**Stated task:**
Print the lines of the records below, unchanged, from the line containing "In this exercise you will find the drummer's" through the end of the records.

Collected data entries

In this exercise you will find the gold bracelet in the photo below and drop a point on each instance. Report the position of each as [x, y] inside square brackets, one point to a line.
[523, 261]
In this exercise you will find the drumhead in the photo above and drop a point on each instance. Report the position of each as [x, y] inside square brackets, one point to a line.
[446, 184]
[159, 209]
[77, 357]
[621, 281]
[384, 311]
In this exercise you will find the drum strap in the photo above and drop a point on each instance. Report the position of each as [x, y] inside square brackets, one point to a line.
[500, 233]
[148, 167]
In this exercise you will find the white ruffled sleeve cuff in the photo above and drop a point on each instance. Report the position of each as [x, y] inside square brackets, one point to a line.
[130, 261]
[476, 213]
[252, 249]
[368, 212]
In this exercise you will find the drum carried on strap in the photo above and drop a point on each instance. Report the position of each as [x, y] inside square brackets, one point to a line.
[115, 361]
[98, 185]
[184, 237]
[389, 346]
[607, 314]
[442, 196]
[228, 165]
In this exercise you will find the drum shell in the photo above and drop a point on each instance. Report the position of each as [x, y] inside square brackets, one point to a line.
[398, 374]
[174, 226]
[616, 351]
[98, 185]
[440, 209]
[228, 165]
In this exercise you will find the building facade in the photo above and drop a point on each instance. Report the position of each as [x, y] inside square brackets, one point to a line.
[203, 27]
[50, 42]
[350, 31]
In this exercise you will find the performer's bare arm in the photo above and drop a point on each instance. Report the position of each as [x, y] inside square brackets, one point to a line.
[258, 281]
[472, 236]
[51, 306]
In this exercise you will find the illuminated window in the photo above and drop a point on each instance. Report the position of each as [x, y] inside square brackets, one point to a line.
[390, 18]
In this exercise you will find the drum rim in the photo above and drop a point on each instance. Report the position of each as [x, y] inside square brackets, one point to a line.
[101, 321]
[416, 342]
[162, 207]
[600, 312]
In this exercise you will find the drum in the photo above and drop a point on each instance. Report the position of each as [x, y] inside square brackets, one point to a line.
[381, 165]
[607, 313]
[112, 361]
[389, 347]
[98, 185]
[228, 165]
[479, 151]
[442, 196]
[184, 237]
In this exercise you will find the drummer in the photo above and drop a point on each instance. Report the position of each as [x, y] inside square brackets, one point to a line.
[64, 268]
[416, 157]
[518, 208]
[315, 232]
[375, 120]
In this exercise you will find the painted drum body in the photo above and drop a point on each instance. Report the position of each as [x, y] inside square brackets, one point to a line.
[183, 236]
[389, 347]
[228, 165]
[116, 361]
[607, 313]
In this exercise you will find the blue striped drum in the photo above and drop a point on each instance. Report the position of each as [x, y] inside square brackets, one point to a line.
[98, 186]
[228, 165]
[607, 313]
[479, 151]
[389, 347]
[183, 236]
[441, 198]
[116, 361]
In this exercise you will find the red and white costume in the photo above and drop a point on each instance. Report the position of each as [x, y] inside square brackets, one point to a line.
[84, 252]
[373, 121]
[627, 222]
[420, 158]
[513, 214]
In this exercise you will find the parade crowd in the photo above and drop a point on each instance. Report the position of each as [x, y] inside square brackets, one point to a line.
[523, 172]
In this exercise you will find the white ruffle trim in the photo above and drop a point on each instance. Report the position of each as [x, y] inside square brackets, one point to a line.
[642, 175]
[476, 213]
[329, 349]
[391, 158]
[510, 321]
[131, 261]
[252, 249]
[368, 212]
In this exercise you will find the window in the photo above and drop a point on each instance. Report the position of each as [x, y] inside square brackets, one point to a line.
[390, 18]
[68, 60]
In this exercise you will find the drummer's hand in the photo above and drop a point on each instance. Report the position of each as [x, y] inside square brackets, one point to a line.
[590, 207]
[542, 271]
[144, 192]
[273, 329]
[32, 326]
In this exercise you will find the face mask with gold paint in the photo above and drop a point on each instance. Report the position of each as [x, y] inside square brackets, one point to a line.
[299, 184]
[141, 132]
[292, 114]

**Full answer:**
In this exercise you will find the drummer's hand in the photo above and drop a point on each instance. Report the position of each as [x, y] inside square brackets, one point to a line.
[590, 207]
[542, 271]
[144, 192]
[273, 329]
[32, 326]
In this exercise you will find the face mask with gold paint in the photo above and drop a point on each instance. Report the position of each as [x, y] inside square brackets, one point to a line.
[299, 184]
[141, 132]
[292, 114]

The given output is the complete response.